---------- Record set
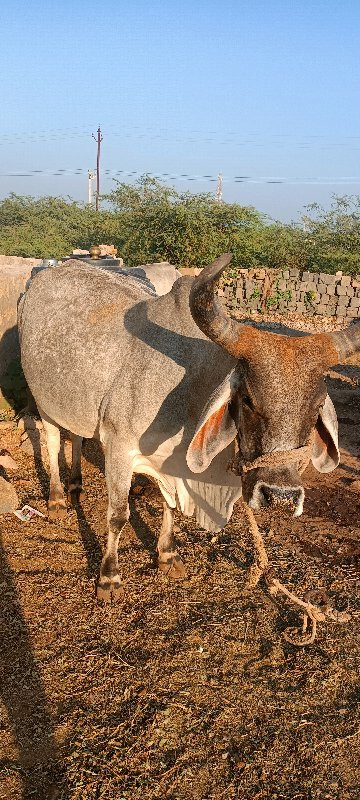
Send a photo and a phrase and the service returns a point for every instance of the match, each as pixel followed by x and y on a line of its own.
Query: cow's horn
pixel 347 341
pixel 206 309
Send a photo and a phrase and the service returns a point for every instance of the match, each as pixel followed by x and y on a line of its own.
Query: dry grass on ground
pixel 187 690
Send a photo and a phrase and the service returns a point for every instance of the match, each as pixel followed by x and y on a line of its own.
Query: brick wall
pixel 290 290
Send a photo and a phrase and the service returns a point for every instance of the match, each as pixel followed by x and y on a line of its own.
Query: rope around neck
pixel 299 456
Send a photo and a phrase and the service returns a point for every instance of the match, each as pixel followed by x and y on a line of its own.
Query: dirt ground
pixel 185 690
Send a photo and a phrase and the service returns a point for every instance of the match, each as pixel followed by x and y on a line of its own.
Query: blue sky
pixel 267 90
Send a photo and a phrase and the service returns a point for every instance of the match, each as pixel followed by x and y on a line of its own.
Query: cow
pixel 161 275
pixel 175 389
--------------------
Work to do
Can you write out the items word for word, from the very start through the line containing "pixel 299 456", with both ends included and the pictures left out?

Output
Send a photo and a phrase and the service returns a point for every instance of the match, each as pixel followed by x and y on a line of its own.
Query: cow's horn
pixel 347 341
pixel 206 309
Send a photo and a phrase and the service returns a point for every instance of the match, each as pixel followed by x and y on a line of its own.
Query: dry grass on ground
pixel 187 690
Send a photo and a phrase and the service returns a point for every instance of the match, each as pixel followed by x and y on a line of its own.
Query: brick wall
pixel 290 290
Send a photo and a phrase and the service returns a point for every instance of the match, each as pixel followed by x and y on a line of its own.
Query: rope around neck
pixel 299 456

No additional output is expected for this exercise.